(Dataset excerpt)
--------------------------------------------------
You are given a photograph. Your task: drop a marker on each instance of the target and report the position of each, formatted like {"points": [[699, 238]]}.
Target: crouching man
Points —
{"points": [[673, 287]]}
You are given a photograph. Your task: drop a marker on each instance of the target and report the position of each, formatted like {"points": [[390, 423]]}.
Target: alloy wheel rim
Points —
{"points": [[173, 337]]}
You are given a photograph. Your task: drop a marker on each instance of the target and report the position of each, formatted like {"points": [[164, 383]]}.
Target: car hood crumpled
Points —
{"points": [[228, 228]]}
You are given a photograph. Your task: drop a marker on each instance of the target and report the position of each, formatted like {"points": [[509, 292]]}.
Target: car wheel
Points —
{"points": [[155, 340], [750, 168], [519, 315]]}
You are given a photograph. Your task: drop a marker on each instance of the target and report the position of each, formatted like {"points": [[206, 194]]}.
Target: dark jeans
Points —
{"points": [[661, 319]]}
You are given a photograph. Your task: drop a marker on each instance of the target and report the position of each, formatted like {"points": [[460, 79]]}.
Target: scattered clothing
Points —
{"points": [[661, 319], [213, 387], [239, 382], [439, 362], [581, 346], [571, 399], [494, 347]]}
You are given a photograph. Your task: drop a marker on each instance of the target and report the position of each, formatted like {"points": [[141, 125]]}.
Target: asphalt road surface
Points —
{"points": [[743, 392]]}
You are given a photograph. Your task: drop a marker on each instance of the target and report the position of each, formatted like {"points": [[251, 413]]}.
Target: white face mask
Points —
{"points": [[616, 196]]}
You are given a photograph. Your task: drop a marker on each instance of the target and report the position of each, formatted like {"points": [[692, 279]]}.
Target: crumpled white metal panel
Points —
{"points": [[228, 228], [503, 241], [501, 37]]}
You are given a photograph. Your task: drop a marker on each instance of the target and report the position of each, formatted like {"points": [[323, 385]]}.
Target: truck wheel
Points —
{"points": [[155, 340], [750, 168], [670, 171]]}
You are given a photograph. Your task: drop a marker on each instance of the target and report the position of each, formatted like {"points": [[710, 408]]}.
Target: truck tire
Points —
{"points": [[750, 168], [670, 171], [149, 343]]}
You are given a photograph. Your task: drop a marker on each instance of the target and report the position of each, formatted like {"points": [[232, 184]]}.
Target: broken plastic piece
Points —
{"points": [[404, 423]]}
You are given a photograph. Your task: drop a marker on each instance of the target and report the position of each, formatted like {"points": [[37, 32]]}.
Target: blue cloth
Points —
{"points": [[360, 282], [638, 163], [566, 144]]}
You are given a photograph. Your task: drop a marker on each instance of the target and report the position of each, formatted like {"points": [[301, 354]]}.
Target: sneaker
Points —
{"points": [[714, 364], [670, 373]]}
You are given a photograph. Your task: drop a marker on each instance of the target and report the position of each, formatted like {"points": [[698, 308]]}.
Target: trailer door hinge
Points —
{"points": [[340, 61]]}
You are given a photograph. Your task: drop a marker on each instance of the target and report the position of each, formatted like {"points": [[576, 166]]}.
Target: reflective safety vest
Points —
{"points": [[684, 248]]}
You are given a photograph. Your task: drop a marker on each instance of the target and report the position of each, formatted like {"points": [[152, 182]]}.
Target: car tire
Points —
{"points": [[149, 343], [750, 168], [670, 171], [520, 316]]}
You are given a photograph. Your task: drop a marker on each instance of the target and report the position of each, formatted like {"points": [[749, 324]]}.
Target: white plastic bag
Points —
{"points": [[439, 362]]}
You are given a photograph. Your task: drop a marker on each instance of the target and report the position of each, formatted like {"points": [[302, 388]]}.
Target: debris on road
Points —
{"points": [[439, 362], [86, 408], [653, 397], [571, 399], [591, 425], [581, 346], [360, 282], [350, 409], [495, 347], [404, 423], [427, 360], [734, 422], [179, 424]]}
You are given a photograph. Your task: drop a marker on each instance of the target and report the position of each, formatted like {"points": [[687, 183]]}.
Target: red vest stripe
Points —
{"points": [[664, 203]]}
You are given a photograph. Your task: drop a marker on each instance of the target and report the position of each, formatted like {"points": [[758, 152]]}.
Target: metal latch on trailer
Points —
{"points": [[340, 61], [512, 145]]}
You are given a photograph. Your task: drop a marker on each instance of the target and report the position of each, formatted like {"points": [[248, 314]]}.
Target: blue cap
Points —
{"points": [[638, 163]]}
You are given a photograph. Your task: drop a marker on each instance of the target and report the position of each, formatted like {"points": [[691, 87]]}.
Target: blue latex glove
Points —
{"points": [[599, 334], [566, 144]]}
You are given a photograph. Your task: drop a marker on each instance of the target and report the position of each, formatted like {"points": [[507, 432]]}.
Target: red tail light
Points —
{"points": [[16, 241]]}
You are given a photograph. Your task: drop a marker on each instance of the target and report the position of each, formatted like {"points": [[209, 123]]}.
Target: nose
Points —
--------------------------------------------------
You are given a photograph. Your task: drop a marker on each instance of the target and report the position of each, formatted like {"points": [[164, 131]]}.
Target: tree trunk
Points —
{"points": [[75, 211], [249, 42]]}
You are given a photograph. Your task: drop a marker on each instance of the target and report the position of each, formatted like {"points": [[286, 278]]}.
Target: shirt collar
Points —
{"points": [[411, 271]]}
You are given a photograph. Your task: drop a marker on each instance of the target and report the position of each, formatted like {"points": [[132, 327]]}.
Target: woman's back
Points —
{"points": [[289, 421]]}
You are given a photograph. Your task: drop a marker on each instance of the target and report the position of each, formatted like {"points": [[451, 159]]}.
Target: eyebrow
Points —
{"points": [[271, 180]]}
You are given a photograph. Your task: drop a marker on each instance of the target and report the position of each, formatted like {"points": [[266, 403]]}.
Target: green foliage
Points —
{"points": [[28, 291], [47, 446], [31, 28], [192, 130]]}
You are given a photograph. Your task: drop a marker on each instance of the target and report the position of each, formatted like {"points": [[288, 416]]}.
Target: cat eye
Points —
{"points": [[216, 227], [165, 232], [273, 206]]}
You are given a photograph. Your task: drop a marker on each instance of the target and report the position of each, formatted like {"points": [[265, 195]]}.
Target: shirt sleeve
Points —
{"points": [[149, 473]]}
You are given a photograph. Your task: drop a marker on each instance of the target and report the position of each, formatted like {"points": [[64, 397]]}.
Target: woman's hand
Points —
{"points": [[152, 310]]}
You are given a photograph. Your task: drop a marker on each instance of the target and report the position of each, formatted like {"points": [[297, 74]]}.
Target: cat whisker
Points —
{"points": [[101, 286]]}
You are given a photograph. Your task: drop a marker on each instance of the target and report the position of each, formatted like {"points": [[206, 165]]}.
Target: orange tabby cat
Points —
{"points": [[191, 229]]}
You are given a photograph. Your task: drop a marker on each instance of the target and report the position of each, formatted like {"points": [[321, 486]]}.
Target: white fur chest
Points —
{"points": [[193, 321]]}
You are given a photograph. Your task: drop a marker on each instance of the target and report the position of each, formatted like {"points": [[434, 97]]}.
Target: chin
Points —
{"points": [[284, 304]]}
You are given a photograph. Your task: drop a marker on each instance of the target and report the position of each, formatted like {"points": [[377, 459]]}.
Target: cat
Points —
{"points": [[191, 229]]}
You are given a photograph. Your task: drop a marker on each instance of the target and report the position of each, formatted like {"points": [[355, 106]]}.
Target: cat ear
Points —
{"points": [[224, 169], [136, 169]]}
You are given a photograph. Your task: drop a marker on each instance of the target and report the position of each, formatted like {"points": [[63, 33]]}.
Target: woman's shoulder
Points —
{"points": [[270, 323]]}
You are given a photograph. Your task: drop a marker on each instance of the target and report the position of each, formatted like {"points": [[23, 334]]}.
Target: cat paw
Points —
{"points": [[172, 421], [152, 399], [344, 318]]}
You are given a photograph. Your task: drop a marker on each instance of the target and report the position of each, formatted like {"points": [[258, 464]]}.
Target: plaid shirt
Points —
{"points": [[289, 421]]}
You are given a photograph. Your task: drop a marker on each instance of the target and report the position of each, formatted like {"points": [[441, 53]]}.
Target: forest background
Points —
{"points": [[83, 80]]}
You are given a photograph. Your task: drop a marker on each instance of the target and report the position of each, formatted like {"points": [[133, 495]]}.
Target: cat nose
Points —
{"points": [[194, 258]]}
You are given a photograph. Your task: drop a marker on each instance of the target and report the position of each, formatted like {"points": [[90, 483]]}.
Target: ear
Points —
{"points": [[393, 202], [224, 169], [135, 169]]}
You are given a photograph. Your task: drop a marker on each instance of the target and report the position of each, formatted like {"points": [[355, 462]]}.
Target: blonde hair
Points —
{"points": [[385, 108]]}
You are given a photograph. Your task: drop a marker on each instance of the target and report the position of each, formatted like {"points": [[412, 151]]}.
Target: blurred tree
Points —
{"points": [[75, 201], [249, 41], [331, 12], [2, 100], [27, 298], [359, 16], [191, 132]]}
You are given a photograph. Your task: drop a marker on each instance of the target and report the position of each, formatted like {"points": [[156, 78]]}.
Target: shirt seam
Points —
--------------------------------------------------
Work instructions:
How many lines of the dataset excerpt above contain the string "woman", with case counting? Reply with the number alone.

Response for this exercise:
3